**What this exercise asks:**
A. Using the passage on the commercial lease dispute, answer the following:
(i) What kind of business did the tenant run?
(ii) How much notice before the lease expired did the renewal clause require?
(iii) What was the base rent per month in 2020?
B. Carry on the passage about the Ontario commercial lease dispute, picking up after its final sentence.

**Selected passage:**
Earlier this year, we provided a summary of court decisions on commercial rent relief cases in Canada during the COVID-19 pandemic.
More recently, an Ontario court ruled on a case in which a commercial landlord brought its tenant to court after it vacated the premises in breach of its lease during the COVID-19 pandemic.
Parties Agree To Commercial Lease With Renewal Clause
The landlord and tenant, who ran a physiotherapy clinic, signed a lease agreement in 2015 for a term of five years, ending on October 4, 2020. The base rent in 2020 was $12,825 per month.
The lease also contained a renewal clause, which provided that the tenant had to provide six months’ notice prior to the expiry of the lease as to whether it wanted to renew or terminate the lease. The clause further stated that if the landlord did not receive the tenant’s notice, the lease would automatically renew for another term of five years.

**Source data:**
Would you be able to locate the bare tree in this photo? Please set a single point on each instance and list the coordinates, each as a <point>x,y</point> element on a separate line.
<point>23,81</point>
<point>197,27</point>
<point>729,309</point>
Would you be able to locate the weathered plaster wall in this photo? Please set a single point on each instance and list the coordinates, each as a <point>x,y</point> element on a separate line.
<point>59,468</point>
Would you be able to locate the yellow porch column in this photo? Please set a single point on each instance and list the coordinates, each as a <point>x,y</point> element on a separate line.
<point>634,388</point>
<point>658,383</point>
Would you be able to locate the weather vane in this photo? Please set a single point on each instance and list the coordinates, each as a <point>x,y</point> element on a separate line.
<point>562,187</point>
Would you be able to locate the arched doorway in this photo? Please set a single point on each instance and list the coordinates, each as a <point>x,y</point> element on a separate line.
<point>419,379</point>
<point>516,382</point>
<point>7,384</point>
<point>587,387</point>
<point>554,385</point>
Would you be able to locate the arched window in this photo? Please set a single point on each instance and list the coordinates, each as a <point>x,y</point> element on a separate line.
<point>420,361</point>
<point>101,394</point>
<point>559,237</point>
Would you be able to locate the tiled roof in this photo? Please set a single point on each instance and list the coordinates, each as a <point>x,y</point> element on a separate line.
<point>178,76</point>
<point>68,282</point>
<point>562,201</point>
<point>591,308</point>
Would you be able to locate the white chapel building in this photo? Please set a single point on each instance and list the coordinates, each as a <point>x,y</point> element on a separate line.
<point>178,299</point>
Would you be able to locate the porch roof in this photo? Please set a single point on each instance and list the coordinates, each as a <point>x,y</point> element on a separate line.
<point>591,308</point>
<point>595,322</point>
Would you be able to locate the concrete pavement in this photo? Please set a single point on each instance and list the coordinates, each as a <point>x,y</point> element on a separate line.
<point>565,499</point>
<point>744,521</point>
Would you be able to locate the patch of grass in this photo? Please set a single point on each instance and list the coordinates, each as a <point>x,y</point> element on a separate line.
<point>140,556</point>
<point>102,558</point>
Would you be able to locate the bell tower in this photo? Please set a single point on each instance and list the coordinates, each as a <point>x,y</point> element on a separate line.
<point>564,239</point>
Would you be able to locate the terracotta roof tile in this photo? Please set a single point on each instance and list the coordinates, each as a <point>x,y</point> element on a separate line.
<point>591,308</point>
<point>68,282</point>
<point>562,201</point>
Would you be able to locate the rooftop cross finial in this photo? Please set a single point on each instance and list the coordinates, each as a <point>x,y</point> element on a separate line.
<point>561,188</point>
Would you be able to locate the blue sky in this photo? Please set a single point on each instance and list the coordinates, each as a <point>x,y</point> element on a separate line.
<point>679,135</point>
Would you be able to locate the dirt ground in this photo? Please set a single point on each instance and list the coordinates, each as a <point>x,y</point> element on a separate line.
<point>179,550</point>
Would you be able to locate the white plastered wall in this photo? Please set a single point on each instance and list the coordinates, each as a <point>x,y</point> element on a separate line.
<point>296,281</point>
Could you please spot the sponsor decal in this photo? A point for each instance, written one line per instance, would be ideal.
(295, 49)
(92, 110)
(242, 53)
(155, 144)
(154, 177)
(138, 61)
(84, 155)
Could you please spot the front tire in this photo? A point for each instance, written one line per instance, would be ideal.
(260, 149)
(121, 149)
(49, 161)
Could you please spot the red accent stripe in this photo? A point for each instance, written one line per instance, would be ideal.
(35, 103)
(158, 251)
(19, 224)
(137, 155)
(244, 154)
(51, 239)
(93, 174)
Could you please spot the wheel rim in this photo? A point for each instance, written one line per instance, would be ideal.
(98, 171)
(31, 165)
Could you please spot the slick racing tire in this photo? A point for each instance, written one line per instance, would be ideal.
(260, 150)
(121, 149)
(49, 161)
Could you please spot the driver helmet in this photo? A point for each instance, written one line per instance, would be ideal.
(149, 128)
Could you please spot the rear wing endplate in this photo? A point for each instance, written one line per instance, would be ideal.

**Responses:**
A.
(i) A physiotherapy clinic.
(ii) Six months' notice.
(iii) $12,825 per month.

B.
This meant that the tenant needed to inform the landlord of its decision to renew or terminate the lease by April 4, 2020.
On March 17, 2020, Ontario declared a state of emergency in response to the COVID-19 pandemic.
Tenant Abandons Premises During COVID-19 Pandemic
In March 2020, as a result of the COVID-19 pandemic and the declared health emergency, the tenant was forced to drastically reduce its services, which had a serious impact on its ability to earn revenue. As a result, the landlord agreed to the tenant’s request to defer its April 2020 rent until December 2020.
However, the tenant failed to provide the landlord with any notice of termination or renewal by April 4, 2020.
Instead, the tenant sent the landlord a letter on June 5, 2020 indicating that it intended to terminate the lease effective October 4, 2020. Three days later, the landlord responded stating that the renewal clause had been triggered and the lease would therefore renew for another five years.
At the end of September 2020, the tenant abandoned the premises and ceased paying rent.
The landlord therefore went to court seeking summary judgment against the tenant.
The landlord submitted that the lease renewed automatically, while the tenant argued that the tenancy ended without renewal in October 2020.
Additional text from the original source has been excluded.